> **What you need to do**: Lines before the one containing "find the palm frond;" are excluded. Repeat that line and every line after it, exactly.

> **Data supplied**:
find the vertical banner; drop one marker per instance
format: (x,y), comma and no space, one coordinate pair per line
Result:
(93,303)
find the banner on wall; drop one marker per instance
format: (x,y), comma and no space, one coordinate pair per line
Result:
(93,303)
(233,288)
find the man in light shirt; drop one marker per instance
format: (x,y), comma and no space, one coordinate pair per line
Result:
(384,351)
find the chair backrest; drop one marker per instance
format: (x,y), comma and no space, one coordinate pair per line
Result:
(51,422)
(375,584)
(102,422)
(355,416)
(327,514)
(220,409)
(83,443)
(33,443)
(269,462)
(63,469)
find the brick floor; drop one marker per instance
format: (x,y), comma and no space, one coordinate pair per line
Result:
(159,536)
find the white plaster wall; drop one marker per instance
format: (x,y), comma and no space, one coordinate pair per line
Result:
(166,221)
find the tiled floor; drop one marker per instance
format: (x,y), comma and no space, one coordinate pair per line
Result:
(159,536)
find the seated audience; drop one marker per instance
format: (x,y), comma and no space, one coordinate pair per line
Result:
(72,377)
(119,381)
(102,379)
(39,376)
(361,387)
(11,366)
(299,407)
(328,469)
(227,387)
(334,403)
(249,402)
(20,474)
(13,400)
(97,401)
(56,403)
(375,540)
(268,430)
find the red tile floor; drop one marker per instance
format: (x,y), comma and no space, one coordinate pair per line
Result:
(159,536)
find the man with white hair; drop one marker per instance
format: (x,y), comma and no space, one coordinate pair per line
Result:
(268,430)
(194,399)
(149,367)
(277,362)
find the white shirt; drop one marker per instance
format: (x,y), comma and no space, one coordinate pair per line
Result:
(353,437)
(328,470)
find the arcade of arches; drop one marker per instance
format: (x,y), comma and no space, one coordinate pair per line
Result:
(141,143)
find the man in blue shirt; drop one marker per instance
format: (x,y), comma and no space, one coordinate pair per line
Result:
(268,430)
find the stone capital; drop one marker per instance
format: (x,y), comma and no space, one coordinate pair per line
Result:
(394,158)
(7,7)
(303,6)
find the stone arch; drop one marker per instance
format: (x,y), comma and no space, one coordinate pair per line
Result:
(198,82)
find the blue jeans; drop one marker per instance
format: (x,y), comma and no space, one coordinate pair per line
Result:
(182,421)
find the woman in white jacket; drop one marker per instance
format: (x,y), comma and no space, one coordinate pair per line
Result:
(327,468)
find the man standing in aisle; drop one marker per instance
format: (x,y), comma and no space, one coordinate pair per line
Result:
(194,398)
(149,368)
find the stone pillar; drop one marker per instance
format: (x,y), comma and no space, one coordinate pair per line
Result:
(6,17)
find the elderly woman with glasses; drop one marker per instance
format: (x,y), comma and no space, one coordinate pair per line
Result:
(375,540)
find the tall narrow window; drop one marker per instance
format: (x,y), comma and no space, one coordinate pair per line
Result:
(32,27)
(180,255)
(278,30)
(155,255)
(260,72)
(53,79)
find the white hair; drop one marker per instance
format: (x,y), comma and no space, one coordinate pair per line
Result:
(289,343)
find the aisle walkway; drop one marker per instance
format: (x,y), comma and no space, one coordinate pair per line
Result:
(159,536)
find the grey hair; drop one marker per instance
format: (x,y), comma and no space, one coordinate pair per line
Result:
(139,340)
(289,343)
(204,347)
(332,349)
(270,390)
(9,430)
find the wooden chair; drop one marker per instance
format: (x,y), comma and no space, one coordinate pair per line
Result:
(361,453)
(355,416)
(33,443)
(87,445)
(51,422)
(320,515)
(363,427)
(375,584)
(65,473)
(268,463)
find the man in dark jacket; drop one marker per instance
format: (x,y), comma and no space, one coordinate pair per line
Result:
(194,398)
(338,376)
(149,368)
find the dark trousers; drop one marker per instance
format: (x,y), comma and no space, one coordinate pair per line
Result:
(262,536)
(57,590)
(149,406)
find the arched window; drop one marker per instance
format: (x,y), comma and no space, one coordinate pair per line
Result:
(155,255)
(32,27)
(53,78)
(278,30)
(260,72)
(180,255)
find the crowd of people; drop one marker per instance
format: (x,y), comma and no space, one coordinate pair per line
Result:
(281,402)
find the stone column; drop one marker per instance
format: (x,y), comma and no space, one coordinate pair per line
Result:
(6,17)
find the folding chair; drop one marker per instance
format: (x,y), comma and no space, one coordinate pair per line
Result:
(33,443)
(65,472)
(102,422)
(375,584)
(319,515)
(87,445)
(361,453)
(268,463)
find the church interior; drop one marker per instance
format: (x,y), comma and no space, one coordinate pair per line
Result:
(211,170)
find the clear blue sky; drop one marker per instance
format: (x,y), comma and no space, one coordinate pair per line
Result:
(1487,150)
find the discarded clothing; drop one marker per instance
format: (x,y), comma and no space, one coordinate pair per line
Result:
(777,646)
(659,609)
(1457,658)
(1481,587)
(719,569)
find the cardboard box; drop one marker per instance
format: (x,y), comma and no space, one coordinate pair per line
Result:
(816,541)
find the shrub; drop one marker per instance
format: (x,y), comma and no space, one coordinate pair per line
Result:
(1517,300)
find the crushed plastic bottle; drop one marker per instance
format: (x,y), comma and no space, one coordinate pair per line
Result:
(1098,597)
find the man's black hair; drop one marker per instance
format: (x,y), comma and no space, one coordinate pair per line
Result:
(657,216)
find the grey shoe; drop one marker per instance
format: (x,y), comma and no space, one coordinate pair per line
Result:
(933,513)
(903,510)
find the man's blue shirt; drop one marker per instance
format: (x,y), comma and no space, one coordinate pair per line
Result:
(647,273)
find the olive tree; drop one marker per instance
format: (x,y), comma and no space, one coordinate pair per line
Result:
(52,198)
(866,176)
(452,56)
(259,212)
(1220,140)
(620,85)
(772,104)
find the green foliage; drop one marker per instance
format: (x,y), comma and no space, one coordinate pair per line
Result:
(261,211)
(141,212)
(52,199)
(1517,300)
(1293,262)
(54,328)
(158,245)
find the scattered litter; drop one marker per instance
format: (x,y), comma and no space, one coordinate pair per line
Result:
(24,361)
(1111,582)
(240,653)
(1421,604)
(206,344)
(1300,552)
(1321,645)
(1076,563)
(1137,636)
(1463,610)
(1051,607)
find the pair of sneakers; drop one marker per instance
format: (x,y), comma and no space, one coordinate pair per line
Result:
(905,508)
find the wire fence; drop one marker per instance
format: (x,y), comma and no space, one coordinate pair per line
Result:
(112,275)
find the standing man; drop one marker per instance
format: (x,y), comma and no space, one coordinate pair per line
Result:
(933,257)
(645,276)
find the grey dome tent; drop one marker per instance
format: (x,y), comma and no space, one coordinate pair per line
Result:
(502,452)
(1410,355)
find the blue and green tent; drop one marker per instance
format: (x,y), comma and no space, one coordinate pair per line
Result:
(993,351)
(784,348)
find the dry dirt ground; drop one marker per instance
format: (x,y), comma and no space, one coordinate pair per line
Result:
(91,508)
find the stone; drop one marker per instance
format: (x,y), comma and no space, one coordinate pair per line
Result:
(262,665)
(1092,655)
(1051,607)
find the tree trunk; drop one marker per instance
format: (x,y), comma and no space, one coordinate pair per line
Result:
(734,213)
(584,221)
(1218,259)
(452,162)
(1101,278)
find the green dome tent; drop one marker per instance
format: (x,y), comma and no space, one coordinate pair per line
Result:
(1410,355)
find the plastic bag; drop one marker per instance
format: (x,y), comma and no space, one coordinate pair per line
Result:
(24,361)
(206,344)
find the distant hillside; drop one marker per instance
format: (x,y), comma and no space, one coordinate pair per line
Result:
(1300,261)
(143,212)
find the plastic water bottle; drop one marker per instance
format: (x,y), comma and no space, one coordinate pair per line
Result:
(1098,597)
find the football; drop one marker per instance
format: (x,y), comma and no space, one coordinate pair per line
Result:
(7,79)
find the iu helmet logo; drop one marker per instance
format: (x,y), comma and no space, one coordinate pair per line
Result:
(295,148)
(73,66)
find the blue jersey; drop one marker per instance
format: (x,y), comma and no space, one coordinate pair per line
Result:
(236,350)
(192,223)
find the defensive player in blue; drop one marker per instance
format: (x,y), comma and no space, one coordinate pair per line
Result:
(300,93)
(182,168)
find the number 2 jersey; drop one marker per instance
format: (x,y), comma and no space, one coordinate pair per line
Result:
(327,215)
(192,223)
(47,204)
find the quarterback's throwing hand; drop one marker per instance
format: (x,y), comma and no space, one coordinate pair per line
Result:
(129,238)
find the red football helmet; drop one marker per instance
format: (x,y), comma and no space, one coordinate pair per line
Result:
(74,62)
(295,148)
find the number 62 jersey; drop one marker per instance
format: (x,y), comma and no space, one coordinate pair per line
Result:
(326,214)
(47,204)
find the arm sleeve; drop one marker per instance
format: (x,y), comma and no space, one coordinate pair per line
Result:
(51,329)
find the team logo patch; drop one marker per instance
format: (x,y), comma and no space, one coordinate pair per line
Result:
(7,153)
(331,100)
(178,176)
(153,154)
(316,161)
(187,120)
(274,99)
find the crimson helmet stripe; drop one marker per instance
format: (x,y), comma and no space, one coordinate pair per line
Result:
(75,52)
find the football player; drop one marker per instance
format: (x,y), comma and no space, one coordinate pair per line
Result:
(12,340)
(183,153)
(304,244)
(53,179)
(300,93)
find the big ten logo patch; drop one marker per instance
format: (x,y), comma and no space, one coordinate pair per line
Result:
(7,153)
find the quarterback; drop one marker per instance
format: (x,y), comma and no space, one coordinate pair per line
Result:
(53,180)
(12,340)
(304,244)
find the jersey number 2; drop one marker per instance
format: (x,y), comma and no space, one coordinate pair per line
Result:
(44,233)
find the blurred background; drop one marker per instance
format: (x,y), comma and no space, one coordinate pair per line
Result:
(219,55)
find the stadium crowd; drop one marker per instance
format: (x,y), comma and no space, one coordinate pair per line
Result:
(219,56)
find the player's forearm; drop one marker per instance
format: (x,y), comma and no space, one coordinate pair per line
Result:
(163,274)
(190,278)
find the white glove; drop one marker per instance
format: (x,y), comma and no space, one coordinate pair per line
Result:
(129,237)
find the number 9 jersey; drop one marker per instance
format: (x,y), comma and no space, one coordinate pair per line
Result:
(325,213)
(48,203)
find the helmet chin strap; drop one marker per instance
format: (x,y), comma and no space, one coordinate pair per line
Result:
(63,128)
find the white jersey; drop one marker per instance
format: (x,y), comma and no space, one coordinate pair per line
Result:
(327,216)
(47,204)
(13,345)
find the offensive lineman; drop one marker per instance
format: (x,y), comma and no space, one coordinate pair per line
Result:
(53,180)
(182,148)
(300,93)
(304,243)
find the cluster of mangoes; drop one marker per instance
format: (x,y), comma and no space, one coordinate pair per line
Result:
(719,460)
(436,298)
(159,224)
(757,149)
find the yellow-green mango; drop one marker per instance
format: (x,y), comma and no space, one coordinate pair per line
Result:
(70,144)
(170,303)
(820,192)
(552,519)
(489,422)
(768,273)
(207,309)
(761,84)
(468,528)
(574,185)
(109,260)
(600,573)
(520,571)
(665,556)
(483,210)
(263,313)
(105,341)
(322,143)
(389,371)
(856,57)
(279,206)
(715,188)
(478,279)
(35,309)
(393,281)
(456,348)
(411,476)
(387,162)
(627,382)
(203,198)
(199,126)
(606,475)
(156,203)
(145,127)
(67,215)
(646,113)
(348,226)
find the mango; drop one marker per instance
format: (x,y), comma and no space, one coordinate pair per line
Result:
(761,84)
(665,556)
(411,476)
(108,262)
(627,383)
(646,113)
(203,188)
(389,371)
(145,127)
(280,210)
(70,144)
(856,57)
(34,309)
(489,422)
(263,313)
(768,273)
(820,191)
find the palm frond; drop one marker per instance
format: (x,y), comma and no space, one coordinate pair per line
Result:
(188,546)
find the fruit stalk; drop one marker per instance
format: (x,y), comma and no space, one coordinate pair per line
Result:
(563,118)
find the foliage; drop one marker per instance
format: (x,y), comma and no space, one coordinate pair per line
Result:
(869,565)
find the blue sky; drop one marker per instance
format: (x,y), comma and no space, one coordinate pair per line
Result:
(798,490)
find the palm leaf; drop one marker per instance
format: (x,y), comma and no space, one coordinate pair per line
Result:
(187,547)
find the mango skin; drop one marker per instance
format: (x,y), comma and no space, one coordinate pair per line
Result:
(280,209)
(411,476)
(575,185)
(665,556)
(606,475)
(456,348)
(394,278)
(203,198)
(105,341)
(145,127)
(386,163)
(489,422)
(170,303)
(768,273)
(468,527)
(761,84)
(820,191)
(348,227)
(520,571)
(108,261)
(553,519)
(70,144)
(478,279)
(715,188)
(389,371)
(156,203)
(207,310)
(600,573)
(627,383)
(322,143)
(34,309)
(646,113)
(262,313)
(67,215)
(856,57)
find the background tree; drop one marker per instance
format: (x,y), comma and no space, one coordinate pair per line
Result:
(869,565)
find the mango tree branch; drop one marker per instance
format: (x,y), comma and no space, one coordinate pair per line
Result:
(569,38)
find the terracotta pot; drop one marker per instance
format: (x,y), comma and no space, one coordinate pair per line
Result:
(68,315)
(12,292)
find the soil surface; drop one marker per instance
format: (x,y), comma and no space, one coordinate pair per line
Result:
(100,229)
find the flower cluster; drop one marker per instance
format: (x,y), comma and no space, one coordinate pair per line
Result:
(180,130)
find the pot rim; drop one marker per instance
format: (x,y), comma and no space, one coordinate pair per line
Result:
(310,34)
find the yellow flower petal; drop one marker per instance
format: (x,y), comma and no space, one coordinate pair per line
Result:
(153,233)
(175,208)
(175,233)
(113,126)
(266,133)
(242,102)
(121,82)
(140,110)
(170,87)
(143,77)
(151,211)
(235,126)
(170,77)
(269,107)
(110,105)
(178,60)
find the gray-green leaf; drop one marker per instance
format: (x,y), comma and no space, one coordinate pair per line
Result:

> **Right answer**:
find the palm frond; drop one marker per instance
format: (x,y), comma and no space, one coordinate pair per line
Result:
(188,546)
find the fruit stalk; drop one marker per instance
format: (x,y), comma and no space, one coordinate pair per line
Result:
(563,118)
find the foliage; drop one marker per instance
format: (x,y), comma and no space, one coordinate pair per line
Result:
(869,565)
find the blue sky; drop one marker per instance
format: (x,y), comma and no space, one coordinate pair per line
Result:
(798,490)
find the palm leaf; drop one marker per instance
format: (x,y), comma and no space, one coordinate pair per line
Result:
(187,547)
find the mango skin; drop one marker per instance
format: (x,y), comma and no space, one coordinate pair per line
Result:
(280,209)
(411,476)
(575,185)
(665,556)
(606,475)
(456,348)
(394,278)
(203,198)
(105,341)
(145,127)
(386,163)
(489,422)
(170,303)
(768,273)
(468,527)
(761,84)
(820,191)
(348,227)
(520,571)
(108,261)
(553,519)
(70,144)
(478,279)
(715,188)
(389,371)
(156,203)
(207,310)
(600,573)
(627,383)
(322,143)
(34,309)
(646,113)
(262,313)
(67,215)
(856,57)
find the background tree; drop one marker per instance
format: (x,y), comma and no space, one coordinate pair per line
Result:
(869,565)
find the mango tree branch; drop one marker per instance
format: (x,y), comma and no space, one coordinate pair per line
Result:
(569,38)
find the terracotta pot; drop one marker per instance
format: (x,y), comma and no space, one coordinate pair per line
Result:
(68,315)
(12,292)
find the soil surface; drop one marker per instance
format: (x,y), comma and no space, one coordinate pair per line
Result:
(100,229)
find the flower cluster; drop one marker per instance
format: (x,y), comma and no space, one coordinate pair per line
Result:
(180,130)
find the pot rim; drop one marker per instance
format: (x,y), comma and no space, one coordinate pair per line
Result:
(310,34)
find the yellow flower petal; drop one marker per instance
format: (x,y), comma and no space, one coordinate pair per line
Result:
(153,233)
(175,208)
(175,233)
(113,126)
(266,133)
(242,102)
(121,82)
(140,110)
(170,87)
(143,77)
(151,211)
(235,126)
(170,77)
(269,107)
(110,105)
(178,60)
find the gray-green leaf; drop one marker per instance
format: (x,y), comma and no space, one coordinate pair per line
Result:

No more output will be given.